* _ASSIGNMENT_: Exactly repeat all the records below, omitting the images they hold.

* _MATERIAL SHOWN_:

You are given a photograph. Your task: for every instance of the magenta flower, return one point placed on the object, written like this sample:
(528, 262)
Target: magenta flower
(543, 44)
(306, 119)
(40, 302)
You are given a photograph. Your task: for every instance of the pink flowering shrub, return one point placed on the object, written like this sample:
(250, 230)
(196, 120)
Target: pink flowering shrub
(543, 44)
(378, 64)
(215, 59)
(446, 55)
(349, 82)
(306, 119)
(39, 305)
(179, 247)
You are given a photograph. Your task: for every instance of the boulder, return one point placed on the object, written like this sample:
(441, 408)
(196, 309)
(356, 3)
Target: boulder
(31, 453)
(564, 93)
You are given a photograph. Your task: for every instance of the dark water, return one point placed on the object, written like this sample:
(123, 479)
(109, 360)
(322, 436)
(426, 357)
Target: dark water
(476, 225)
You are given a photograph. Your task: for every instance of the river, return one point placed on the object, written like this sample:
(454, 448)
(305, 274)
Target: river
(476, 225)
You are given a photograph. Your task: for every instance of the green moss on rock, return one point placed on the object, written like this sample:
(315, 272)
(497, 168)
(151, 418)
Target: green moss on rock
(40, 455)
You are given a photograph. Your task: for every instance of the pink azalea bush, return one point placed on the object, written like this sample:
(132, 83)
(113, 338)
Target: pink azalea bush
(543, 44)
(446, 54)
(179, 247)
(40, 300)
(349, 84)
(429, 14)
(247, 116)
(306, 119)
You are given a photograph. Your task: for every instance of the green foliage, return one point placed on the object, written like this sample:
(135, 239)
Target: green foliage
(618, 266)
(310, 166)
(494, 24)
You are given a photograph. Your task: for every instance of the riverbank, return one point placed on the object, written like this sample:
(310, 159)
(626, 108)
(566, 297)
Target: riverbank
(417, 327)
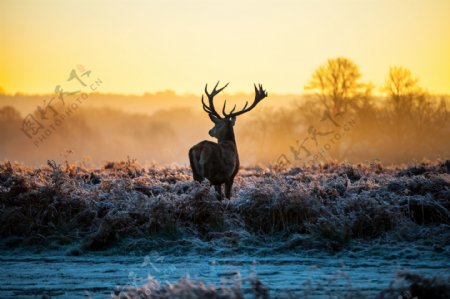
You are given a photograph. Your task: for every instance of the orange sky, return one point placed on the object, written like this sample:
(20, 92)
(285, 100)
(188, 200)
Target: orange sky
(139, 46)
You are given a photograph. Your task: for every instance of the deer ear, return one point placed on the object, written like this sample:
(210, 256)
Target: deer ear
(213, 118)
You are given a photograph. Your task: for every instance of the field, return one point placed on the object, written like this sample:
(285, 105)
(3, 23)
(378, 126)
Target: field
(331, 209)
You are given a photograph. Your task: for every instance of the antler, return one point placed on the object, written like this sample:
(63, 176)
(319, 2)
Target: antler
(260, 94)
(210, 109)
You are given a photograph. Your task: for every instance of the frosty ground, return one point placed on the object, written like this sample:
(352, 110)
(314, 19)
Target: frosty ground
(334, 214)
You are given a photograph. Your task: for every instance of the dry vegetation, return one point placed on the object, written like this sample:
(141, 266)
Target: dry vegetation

* _TASK RESPONSE_:
You are given a photograph. Your task: for every instance of the magenta flower, return one point placed on the object, written like this sample:
(528, 262)
Target: magenta flower
(543, 44)
(306, 119)
(40, 302)
You are given a photograph. Your task: for every instance of the pink flowering shrub, return one point placed on the object, written like this sample:
(250, 230)
(196, 120)
Target: pink flowering shrub
(543, 44)
(378, 64)
(215, 59)
(446, 55)
(349, 82)
(306, 119)
(39, 305)
(179, 247)
You are given a photograph. Your task: for every instance of the boulder, return one point placed on the object, written like this sample:
(441, 408)
(196, 309)
(356, 3)
Target: boulder
(31, 453)
(564, 93)
You are given a photograph. Your task: for every instance of the dark water, return one point placed on the object, written like this sample:
(123, 479)
(109, 360)
(322, 436)
(426, 357)
Target: dark water
(476, 225)
You are given a photograph. Your task: for every instance of the river, return one point placed on the object, written like this sample:
(454, 448)
(305, 274)
Target: river
(476, 225)
You are given a photograph. Your task: for every instance of the green moss on rock, return one point placed on the object, written like this sample:
(315, 272)
(497, 168)
(151, 418)
Target: green moss on rock
(40, 455)
You are given a photograph. Your task: for every instance of the pink azalea bush, return one point placed on the object, written like this sample:
(132, 83)
(113, 338)
Target: pink azalea bush
(543, 44)
(446, 54)
(179, 247)
(40, 300)
(349, 84)
(429, 14)
(247, 116)
(306, 119)
You are given a photograph. Your task: for every instance of the green foliage, return one point placed on the object, written like this sample:
(135, 239)
Target: green foliage
(618, 266)
(310, 166)
(494, 24)
You are given a photograph. Your task: for every instance of the riverbank, return one point placed on the object, written like this sample:
(310, 159)
(626, 108)
(566, 297)
Target: riverbank
(417, 327)
You are given a photograph. Your task: for every instance of the orange sky, return one point placed on the object, written like this sample:
(20, 92)
(285, 100)
(188, 200)
Target: orange sky
(139, 46)
You are given a photograph. Your task: for every instance of the deer ear, return one point placed on the object, written like this sample:
(210, 256)
Target: deer ear
(213, 118)
You are given a photograph. Your task: for every instance of the field, return one point placed on the object, written like this sample:
(285, 105)
(3, 23)
(378, 126)
Target: field
(331, 209)
You are given a photograph. Your task: for every instance of the antler, return one point placed on the object, written like this sample:
(63, 176)
(319, 2)
Target: antler
(260, 94)
(210, 109)
You are given a photograph. Your task: for every instance of the frosty ground, return one point placed on the object, written like this sample:
(352, 110)
(314, 19)
Target: frosty ground
(334, 214)
You are given a photograph. Your task: for every instance of the dry vegetation, return one point placed on the object, written like this sample:
(141, 266)
Target: dry vegetation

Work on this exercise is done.